-- Supplied text start --
- When in Rome in 1987 (from left to right): Clive Farrington, Andrew Mann and Michael Floreale.

Background information
- Origin: Manchester, England
- Genres: Synth-pop; new wave;
- Years active: 1987–1990
- Labels: 10 Records/Virgin Spectra Records August Day Recordings
- Members: When in Rome II Michael Floreale Tony Fennell Chris Willett Jack Ivins When in Rome UK Clive Farrington Andrew Mann Rob Juarez
- Past members: Andy O'Connell John Ceravolo
- Website: www.farrington-mann.com

= When in Rome (band) =

English synth-pop/new wave group

When in Rome were an English synth-pop/new wave group, which originally consisted of vocalists Clive Farrington and Andrew Mann, and keyboardist Michael Floreale. They are best known for their 1988 single "The Promise", which was their only top 40 hit on the Billboard Hot 100 in the US. As of July 2012, there were two bands using the When in Rome name, although the original lineup has been disbanded since 1990.

==History==
===Formation===
Michael Floreale and Andy O'Connell were recruited by Clive Farrington to replace departed members of his Manchester-based group Beau Leisure. Floreale and Farrington began to write songs together. Later, Farrington and Floreale saw Andrew Mann, a beat poet, and had him join their performances. O'Connell left the group; the remaining trio recorded some demos – sometimes including Mann's friend Corinne Drewery of Swing Out Sister – while seeking a recording deal. Farrington and Floreale came up with the band name after using the famous proverb to note the cultural differences between Manchester and London. The band was signed to Elektra Records for a month before the label closed its London office, forcing the band to leave due to the time difference with the U.S.
-- Supplied text end --
Work to be completed: Continue the article about the band When in Rome from the point where it stops. The records play no part in what is asked here.
-- Given records start --
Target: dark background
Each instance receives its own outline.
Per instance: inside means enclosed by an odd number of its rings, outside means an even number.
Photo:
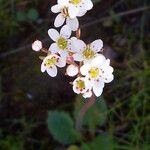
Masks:
[[[65,149],[47,129],[48,110],[72,113],[72,78],[40,72],[39,39],[52,42],[47,30],[56,14],[55,0],[0,0],[0,150]],[[148,8],[149,7],[149,8]],[[101,38],[115,79],[103,93],[108,106],[103,130],[113,131],[116,150],[150,149],[150,1],[97,0],[79,18],[86,42]],[[17,148],[14,145],[21,145]],[[16,146],[17,147],[17,146]]]

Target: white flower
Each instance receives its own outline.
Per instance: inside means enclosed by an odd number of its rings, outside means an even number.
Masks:
[[[98,52],[101,51],[103,47],[103,41],[98,39],[91,44],[86,45],[82,40],[72,39],[71,40],[72,50],[74,50],[73,58],[75,61],[84,63],[90,62],[95,58]]]
[[[70,18],[83,16],[88,10],[92,9],[93,3],[91,0],[68,0],[68,14]]]
[[[99,54],[91,63],[84,64],[80,68],[93,87],[94,94],[98,97],[102,94],[104,83],[109,83],[114,79],[113,68],[110,66],[110,60]]]
[[[55,29],[49,29],[48,34],[55,42],[50,46],[49,51],[52,54],[59,53],[61,57],[66,58],[71,48],[71,43],[69,40],[71,36],[71,30],[68,28],[67,25],[65,25],[61,28],[60,34]]]
[[[68,13],[68,1],[58,1],[57,5],[54,5],[51,7],[51,11],[53,13],[59,13],[54,21],[54,26],[55,27],[60,27],[64,24],[66,20],[66,24],[69,26],[69,28],[72,31],[76,31],[79,28],[79,21],[77,17],[70,18],[69,13]]]
[[[79,69],[75,65],[69,65],[66,70],[67,75],[70,77],[76,76],[78,72],[79,72]]]
[[[84,98],[92,96],[91,84],[84,77],[78,77],[73,81],[73,91],[77,94],[82,94]]]
[[[66,65],[66,62],[64,59],[62,59],[60,56],[51,54],[44,58],[42,65],[41,65],[41,71],[47,73],[51,77],[55,77],[57,75],[57,67],[64,67]]]
[[[42,42],[39,40],[36,40],[33,44],[32,44],[32,49],[36,52],[40,51],[42,49]]]

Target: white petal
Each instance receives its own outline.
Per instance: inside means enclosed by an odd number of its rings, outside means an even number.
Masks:
[[[55,29],[49,29],[48,30],[48,35],[50,36],[50,38],[53,40],[53,41],[57,41],[57,39],[59,38],[59,33],[57,30]]]
[[[87,92],[85,92],[83,95],[82,95],[84,98],[90,98],[92,96],[92,91],[91,90],[88,90]]]
[[[106,61],[106,58],[102,55],[99,54],[97,55],[91,62],[92,66],[102,66]]]
[[[77,52],[76,48],[75,48],[75,41],[78,40],[76,37],[71,37],[71,39],[68,42],[68,48],[69,51],[75,53]]]
[[[79,21],[77,18],[74,19],[67,18],[66,24],[70,27],[72,31],[76,31],[79,28]]]
[[[82,6],[82,8],[84,9],[86,9],[86,10],[90,10],[90,9],[92,9],[93,8],[93,3],[92,3],[92,1],[91,0],[85,0],[84,1],[84,4],[83,4],[83,6]]]
[[[104,88],[104,82],[101,79],[93,83],[93,92],[97,97],[99,97],[102,94],[103,88]]]
[[[74,58],[75,61],[79,61],[80,62],[80,61],[84,60],[84,58],[83,58],[83,56],[82,56],[81,53],[75,53],[72,56],[73,56],[73,58]]]
[[[51,7],[51,11],[53,13],[59,13],[60,12],[60,6],[59,5],[54,5]]]
[[[55,54],[59,51],[59,48],[57,46],[56,43],[53,43],[51,44],[50,48],[49,48],[49,51],[52,53],[52,54]]]
[[[102,76],[103,77],[103,76]],[[114,80],[114,75],[113,74],[107,74],[107,75],[104,75],[104,78],[103,78],[103,81],[105,83],[110,83],[111,81]]]
[[[60,36],[68,39],[71,36],[71,30],[67,25],[64,25],[60,30]]]
[[[66,60],[59,58],[58,63],[56,65],[60,68],[65,67],[66,66]]]
[[[43,61],[41,64],[41,72],[45,72],[45,70],[46,70],[46,67],[44,66],[44,61]]]
[[[81,68],[80,68],[80,72],[82,75],[86,76],[88,74],[90,70],[90,64],[84,64]]]
[[[102,40],[95,40],[94,42],[92,42],[90,44],[90,47],[92,50],[94,50],[95,52],[99,52],[101,51],[102,47],[103,47],[103,41]]]
[[[46,69],[46,71],[51,77],[56,77],[56,75],[57,75],[57,67],[56,66],[52,66],[52,68],[48,68],[48,69]]]
[[[32,44],[32,49],[36,52],[40,51],[42,49],[42,42],[39,40],[36,40],[33,44]]]
[[[80,91],[76,88],[75,85],[73,85],[73,91],[74,91],[75,93],[77,93],[77,94],[80,94]]]
[[[68,13],[70,18],[75,18],[78,15],[79,10],[74,5],[70,5],[68,8]]]
[[[69,65],[66,70],[67,75],[69,75],[70,77],[76,76],[78,74],[78,71],[78,67],[75,65]]]
[[[57,3],[58,3],[60,6],[68,6],[69,0],[58,0]]]
[[[62,25],[64,24],[64,22],[65,22],[65,18],[64,18],[63,15],[60,13],[60,14],[57,15],[57,17],[56,17],[56,19],[55,19],[55,21],[54,21],[54,26],[55,26],[56,28],[58,28],[58,27],[62,26]]]

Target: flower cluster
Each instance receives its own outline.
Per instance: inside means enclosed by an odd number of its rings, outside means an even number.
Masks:
[[[57,0],[51,11],[58,13],[54,26],[62,26],[60,32],[54,28],[48,30],[48,35],[54,41],[49,49],[43,48],[39,40],[32,44],[34,51],[47,53],[43,58],[41,71],[46,71],[51,77],[55,77],[57,67],[67,66],[66,75],[76,77],[72,82],[73,91],[82,94],[84,98],[90,98],[93,94],[99,97],[105,83],[114,79],[110,60],[101,54],[103,41],[97,39],[86,44],[79,39],[80,29],[77,18],[85,15],[92,7],[91,0]],[[64,23],[66,24],[63,25]],[[71,37],[72,31],[76,31],[75,37]]]

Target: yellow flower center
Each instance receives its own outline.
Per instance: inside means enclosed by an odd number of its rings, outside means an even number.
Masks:
[[[70,0],[69,2],[73,5],[78,5],[81,2],[81,0]]]
[[[77,81],[77,88],[79,88],[80,90],[85,89],[85,83],[82,80],[78,80]]]
[[[57,40],[57,45],[60,49],[64,50],[67,48],[67,40],[63,37],[60,37],[58,40]]]
[[[51,65],[55,65],[57,62],[57,58],[56,57],[52,57],[50,59],[47,59],[44,63],[45,66],[51,66]]]
[[[97,78],[100,75],[100,70],[98,68],[91,68],[89,74],[91,78]]]
[[[87,48],[83,51],[82,55],[86,59],[91,59],[95,56],[95,52],[90,49],[90,46],[88,45]]]

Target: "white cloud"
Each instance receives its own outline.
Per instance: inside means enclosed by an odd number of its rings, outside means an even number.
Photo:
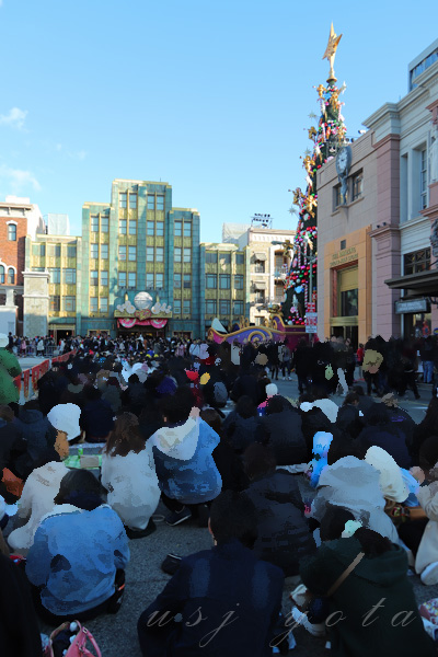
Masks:
[[[9,111],[9,114],[0,114],[0,125],[11,126],[12,128],[21,130],[24,127],[24,119],[26,118],[26,110],[20,110],[20,107],[12,107],[12,110]]]
[[[32,187],[34,192],[41,191],[41,184],[31,171],[22,169],[12,169],[5,164],[0,165],[0,180],[4,181],[12,193],[22,192]]]

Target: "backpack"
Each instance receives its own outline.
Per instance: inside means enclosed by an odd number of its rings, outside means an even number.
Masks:
[[[74,630],[70,630],[71,626],[77,625]],[[79,621],[74,621],[73,623],[62,623],[59,625],[57,630],[50,634],[50,638],[48,641],[48,645],[44,652],[44,657],[55,657],[56,654],[59,654],[59,649],[62,650],[67,648],[66,657],[95,657],[93,653],[91,653],[87,643],[90,641],[92,647],[95,650],[95,655],[97,657],[102,657],[102,653],[95,642],[95,638],[91,634],[87,627],[82,627]],[[70,638],[74,636],[73,641],[70,642]],[[54,644],[57,648],[56,653],[54,650]],[[57,646],[58,644],[58,646]]]

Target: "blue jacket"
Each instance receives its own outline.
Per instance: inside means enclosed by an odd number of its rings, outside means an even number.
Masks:
[[[153,645],[153,657],[270,657],[269,643],[281,633],[283,586],[280,568],[237,539],[192,554],[141,614],[140,643]],[[162,632],[157,625],[166,611],[166,620],[182,620]]]
[[[111,507],[84,511],[60,505],[43,518],[36,530],[26,575],[32,584],[43,587],[44,607],[67,615],[108,600],[114,593],[116,570],[125,568],[128,561],[128,539]]]
[[[183,504],[215,499],[222,480],[211,456],[219,436],[203,419],[189,417],[181,426],[163,427],[152,442],[160,491]]]

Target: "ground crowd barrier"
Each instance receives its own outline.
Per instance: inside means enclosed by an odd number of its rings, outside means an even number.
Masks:
[[[23,370],[21,374],[15,377],[14,384],[20,392],[20,404],[24,404],[27,400],[31,400],[36,392],[38,379],[41,379],[51,367],[54,362],[65,362],[70,356],[76,354],[76,349],[64,354],[62,356],[56,356],[55,358],[46,358],[39,365],[35,365],[30,369]]]

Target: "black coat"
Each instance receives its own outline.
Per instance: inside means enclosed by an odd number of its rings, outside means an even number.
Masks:
[[[39,657],[42,643],[25,575],[0,554],[0,655]]]
[[[295,475],[276,470],[253,481],[245,493],[258,512],[255,554],[283,568],[285,577],[297,575],[300,560],[312,554],[316,546]]]
[[[268,435],[277,465],[295,465],[308,460],[308,450],[302,434],[300,413],[293,408],[284,408],[262,417],[262,425]]]

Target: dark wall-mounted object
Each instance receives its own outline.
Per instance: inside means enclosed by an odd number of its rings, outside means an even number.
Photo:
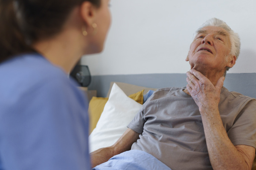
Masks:
[[[82,87],[88,86],[91,82],[91,75],[87,65],[76,65],[70,73],[70,76]]]

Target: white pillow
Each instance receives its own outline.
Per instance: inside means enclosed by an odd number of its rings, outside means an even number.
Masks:
[[[89,136],[90,153],[114,144],[142,105],[128,97],[114,83],[96,128]]]

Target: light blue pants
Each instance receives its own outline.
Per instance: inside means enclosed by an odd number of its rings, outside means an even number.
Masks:
[[[93,170],[172,170],[146,152],[131,150],[113,156]]]

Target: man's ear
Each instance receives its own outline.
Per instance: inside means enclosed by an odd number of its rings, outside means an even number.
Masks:
[[[230,68],[233,67],[234,65],[236,64],[236,56],[230,57],[229,58],[227,66]]]
[[[80,14],[87,26],[91,26],[95,20],[95,7],[90,2],[84,1],[80,6]]]

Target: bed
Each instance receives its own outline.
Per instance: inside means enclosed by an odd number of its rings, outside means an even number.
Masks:
[[[89,103],[90,152],[113,144],[142,104],[159,88],[116,82],[109,85],[105,96],[93,97]],[[256,170],[255,160],[252,170]]]

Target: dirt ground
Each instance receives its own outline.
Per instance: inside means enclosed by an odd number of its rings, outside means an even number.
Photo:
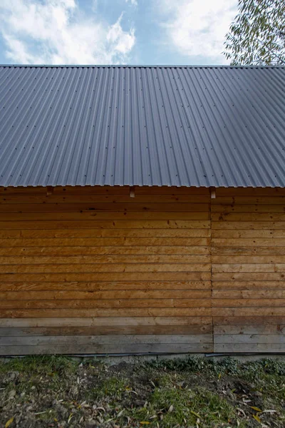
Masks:
[[[0,427],[285,427],[285,361],[0,362]]]

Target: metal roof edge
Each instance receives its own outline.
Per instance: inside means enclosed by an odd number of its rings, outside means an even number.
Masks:
[[[46,68],[76,68],[82,67],[90,68],[284,68],[284,66],[230,66],[230,65],[165,65],[165,64],[152,64],[152,65],[133,65],[133,64],[0,64],[0,67],[46,67]]]

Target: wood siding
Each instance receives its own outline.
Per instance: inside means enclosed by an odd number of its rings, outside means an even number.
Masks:
[[[285,352],[285,190],[212,201],[214,350]]]
[[[285,190],[0,188],[0,354],[285,352]]]
[[[212,352],[209,190],[0,192],[1,355]]]

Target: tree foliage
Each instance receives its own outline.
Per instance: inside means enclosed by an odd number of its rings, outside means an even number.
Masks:
[[[239,0],[226,35],[231,65],[285,64],[285,0]]]

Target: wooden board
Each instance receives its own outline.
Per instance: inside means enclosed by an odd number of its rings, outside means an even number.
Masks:
[[[0,188],[0,353],[285,352],[285,189]]]
[[[285,190],[217,189],[212,280],[216,352],[285,352]]]
[[[213,350],[208,189],[0,189],[0,353]]]

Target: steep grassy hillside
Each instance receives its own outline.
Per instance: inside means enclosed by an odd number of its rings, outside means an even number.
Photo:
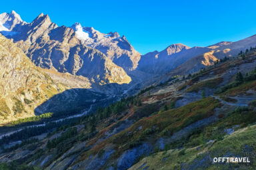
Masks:
[[[65,90],[11,41],[0,35],[0,123],[34,116],[34,109]]]
[[[255,59],[251,50],[91,114],[22,129],[0,139],[0,161],[39,169],[253,168]],[[251,163],[212,160],[238,155]]]

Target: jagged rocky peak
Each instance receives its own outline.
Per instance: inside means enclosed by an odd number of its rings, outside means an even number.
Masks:
[[[39,25],[42,25],[43,23],[47,23],[47,25],[51,24],[51,21],[48,15],[44,15],[41,13],[39,15],[37,16],[31,23],[32,27],[36,27]]]
[[[120,37],[119,33],[116,31],[115,31],[114,33],[110,32],[108,33],[108,35],[109,35],[109,36],[112,38],[118,38]]]
[[[169,46],[167,48],[165,48],[165,50],[167,50],[168,55],[171,55],[172,54],[179,52],[183,49],[187,50],[189,48],[190,48],[189,46],[184,45],[181,43],[178,43],[173,44]]]
[[[19,14],[12,11],[11,13],[4,13],[0,14],[0,31],[10,31],[17,25],[23,25],[24,22]]]
[[[70,28],[74,30],[76,37],[79,40],[85,41],[91,37],[90,33],[85,31],[79,23],[74,23]]]

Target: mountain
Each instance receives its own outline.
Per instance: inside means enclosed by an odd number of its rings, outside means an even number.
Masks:
[[[11,31],[14,27],[25,25],[21,17],[12,11],[11,13],[0,14],[0,32],[5,36],[13,35],[19,33]]]
[[[116,32],[101,33],[79,23],[71,27],[58,27],[43,13],[26,23],[13,13],[1,14],[6,19],[0,21],[3,25],[6,25],[5,20],[13,24],[1,33],[17,43],[37,66],[83,76],[92,82],[131,82],[123,68],[135,69],[140,54],[124,36],[121,37]]]
[[[236,42],[221,42],[207,47],[209,48],[207,52],[187,60],[167,74],[171,77],[175,75],[185,75],[195,72],[207,66],[213,65],[215,61],[225,56],[235,56],[241,51],[245,52],[246,50],[255,46],[256,46],[256,35]]]
[[[34,108],[65,88],[0,35],[0,122],[35,116]]]
[[[59,124],[45,118],[4,127],[3,135],[13,133],[0,139],[0,161],[8,163],[0,165],[53,170],[250,169],[255,165],[217,163],[213,159],[246,155],[252,163],[256,159],[255,85],[253,48],[243,58],[227,58],[191,77],[149,86],[83,117]]]
[[[149,52],[141,56],[137,70],[153,74],[164,74],[193,57],[210,49],[182,44],[171,44],[165,50]]]

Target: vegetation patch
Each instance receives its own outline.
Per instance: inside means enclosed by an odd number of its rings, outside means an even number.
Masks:
[[[5,100],[3,98],[0,99],[0,116],[6,117],[11,114],[11,110],[6,104]]]
[[[211,80],[201,81],[195,84],[186,90],[187,92],[197,92],[204,88],[215,88],[217,85],[222,82],[222,78],[216,78]]]
[[[21,101],[17,99],[17,98],[13,98],[13,100],[15,102],[14,106],[13,106],[13,110],[14,112],[14,114],[21,114],[22,112],[24,110],[24,106],[22,104]]]

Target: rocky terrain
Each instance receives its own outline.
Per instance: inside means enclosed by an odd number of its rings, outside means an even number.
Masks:
[[[14,11],[0,33],[0,169],[256,167],[255,36],[141,56],[117,32]]]
[[[255,50],[219,60],[191,76],[149,86],[92,114],[50,128],[43,137],[29,132],[39,127],[19,131],[27,135],[22,143],[17,142],[17,133],[5,137],[0,140],[5,145],[0,161],[11,163],[2,166],[23,163],[42,169],[253,167]],[[13,142],[18,144],[10,144]],[[237,155],[248,156],[251,163],[212,161]]]

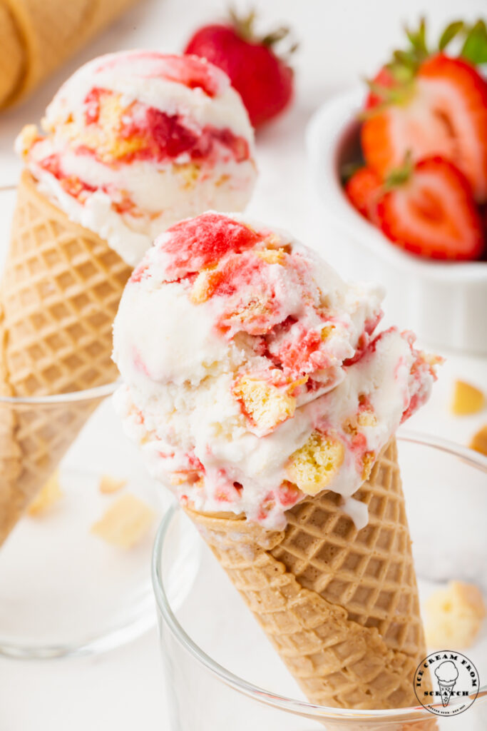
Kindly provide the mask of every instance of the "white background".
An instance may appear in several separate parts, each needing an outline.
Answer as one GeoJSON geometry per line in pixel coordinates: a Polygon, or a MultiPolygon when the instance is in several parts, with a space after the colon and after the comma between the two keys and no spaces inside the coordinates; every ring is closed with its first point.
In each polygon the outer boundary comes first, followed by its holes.
{"type": "MultiPolygon", "coordinates": [[[[65,0],[68,2],[69,0],[65,0]]],[[[110,0],[104,0],[110,1],[110,0]]],[[[402,24],[425,13],[432,37],[446,21],[473,20],[486,0],[261,0],[256,1],[263,29],[285,21],[301,42],[296,56],[296,96],[292,110],[259,132],[260,178],[250,211],[269,224],[290,229],[319,246],[323,230],[307,174],[304,131],[312,112],[334,91],[373,74],[403,42],[402,24]]],[[[15,135],[37,122],[58,86],[81,63],[102,53],[145,47],[177,52],[192,30],[224,16],[226,2],[209,0],[142,1],[85,48],[34,96],[0,116],[0,185],[14,182],[20,164],[12,154],[15,135]]],[[[242,7],[242,4],[239,4],[242,7]]],[[[245,6],[243,6],[245,7],[245,6]]],[[[1,224],[0,224],[1,225],[1,224]]],[[[7,233],[0,228],[4,243],[7,233]]],[[[342,273],[346,276],[346,272],[342,273]]],[[[479,313],[479,317],[485,313],[479,313]]],[[[487,414],[455,418],[448,404],[453,379],[469,379],[487,390],[486,361],[448,355],[435,393],[410,427],[466,443],[487,414]]],[[[104,656],[25,662],[0,659],[1,731],[85,731],[168,728],[156,630],[104,656]]],[[[220,730],[215,730],[220,731],[220,730]]]]}

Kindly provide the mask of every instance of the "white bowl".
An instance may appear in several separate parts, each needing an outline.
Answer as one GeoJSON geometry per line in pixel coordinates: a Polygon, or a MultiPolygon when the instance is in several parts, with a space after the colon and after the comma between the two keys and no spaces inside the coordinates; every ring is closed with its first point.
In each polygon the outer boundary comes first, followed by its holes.
{"type": "Polygon", "coordinates": [[[332,263],[348,278],[382,282],[388,319],[424,342],[487,355],[487,263],[440,263],[394,246],[349,203],[340,179],[358,151],[357,112],[363,89],[340,94],[313,115],[307,147],[313,186],[340,231],[332,263]]]}

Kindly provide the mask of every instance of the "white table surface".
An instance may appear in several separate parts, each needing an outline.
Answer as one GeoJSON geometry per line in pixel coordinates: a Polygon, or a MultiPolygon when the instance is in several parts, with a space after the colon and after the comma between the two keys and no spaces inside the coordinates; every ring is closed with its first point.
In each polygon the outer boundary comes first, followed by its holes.
{"type": "MultiPolygon", "coordinates": [[[[11,151],[15,135],[23,124],[38,121],[56,88],[77,66],[100,53],[127,48],[177,52],[199,23],[224,15],[226,4],[217,0],[142,0],[33,98],[0,116],[0,186],[15,181],[19,174],[20,163],[11,151]]],[[[437,38],[447,21],[485,16],[486,0],[260,0],[253,4],[260,9],[264,26],[288,22],[301,48],[294,61],[294,105],[258,135],[260,178],[249,212],[319,247],[317,232],[323,221],[316,225],[321,213],[308,184],[304,145],[304,128],[312,112],[334,91],[372,74],[390,49],[399,48],[404,20],[414,23],[421,12],[426,13],[432,36],[437,38]]],[[[408,426],[465,444],[487,420],[487,413],[463,418],[450,414],[452,385],[461,377],[487,391],[486,363],[478,357],[444,355],[448,360],[433,397],[408,426]]],[[[127,646],[96,657],[36,662],[0,659],[1,731],[67,728],[169,728],[155,629],[127,646]]]]}

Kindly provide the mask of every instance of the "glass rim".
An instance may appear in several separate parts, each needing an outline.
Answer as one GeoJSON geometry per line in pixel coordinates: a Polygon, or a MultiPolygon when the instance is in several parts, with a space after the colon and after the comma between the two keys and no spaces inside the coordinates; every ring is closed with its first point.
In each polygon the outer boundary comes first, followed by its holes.
{"type": "MultiPolygon", "coordinates": [[[[461,444],[456,444],[448,439],[437,437],[432,434],[416,432],[409,429],[399,429],[397,433],[399,442],[420,444],[440,452],[444,452],[458,457],[477,469],[487,474],[487,458],[474,452],[461,444]]],[[[210,670],[212,675],[238,692],[253,698],[264,705],[280,708],[295,715],[306,716],[315,719],[326,719],[341,720],[373,721],[416,721],[431,719],[432,713],[422,705],[409,706],[405,708],[390,708],[385,710],[355,710],[352,708],[334,708],[329,706],[318,705],[305,700],[289,698],[272,691],[261,688],[248,681],[231,673],[226,667],[217,662],[195,643],[180,624],[172,611],[171,603],[166,593],[162,576],[162,558],[165,539],[174,516],[180,510],[177,504],[172,505],[163,518],[156,536],[152,556],[152,583],[158,611],[176,640],[196,661],[210,670]]],[[[487,700],[487,685],[479,688],[476,700],[487,700]]],[[[438,704],[440,705],[441,704],[438,704]]]]}
{"type": "Polygon", "coordinates": [[[85,388],[80,391],[69,391],[66,393],[46,394],[44,396],[2,396],[0,395],[0,406],[8,404],[17,406],[53,406],[57,404],[72,404],[78,401],[94,401],[97,398],[104,398],[110,396],[118,386],[121,385],[120,379],[105,383],[101,386],[93,386],[92,388],[85,388]]]}

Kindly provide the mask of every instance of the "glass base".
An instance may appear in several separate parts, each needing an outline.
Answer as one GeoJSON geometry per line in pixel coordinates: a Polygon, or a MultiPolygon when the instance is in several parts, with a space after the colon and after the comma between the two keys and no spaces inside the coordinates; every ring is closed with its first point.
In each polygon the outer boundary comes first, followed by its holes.
{"type": "Polygon", "coordinates": [[[99,479],[61,469],[62,497],[45,513],[24,517],[2,547],[1,654],[41,659],[98,653],[155,624],[150,552],[171,499],[146,477],[111,494],[100,492],[99,479]],[[150,529],[131,548],[90,531],[125,492],[155,512],[150,529]]]}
-- Given records end --
The reply:
===Debut album===
The band was signed to Virgin UK subsidiary 10 Records, and their first release in 1987 was The Promise. The 7" release flopped and did not achieve success, while the original 12" dance mix had a minor dance club hit. An album followed in 1988, as their self-titled debut album was released on 3 May 1988. Producers Ben Rogan (who had worked with Sade) and Richard James Burgess took special interest in the trio's song "The Promise", issued first as a 12" dance disc. When the song became popular, hitting the top of Billboards Dance Club Play chart, Virgin ordered an album. A remixed version of "The Promise" was the album's first single. It was an instant success, barely missing the top ten in the United States, peaking at No. 11. The re-released single still failed poorly in the UK with No. 86 in January 1989 and No. 58 in February. Months later, the trio reached Billboards pop chart's lower reaches for the last time with "Heaven Knows" (No. 95 on US and 14 on US Dance, Feb 1989). Additional singles did little on the charts, like "Everything" and "Sight of Your Tears" (40, US Dance, May 1989) and the group ultimately faded away.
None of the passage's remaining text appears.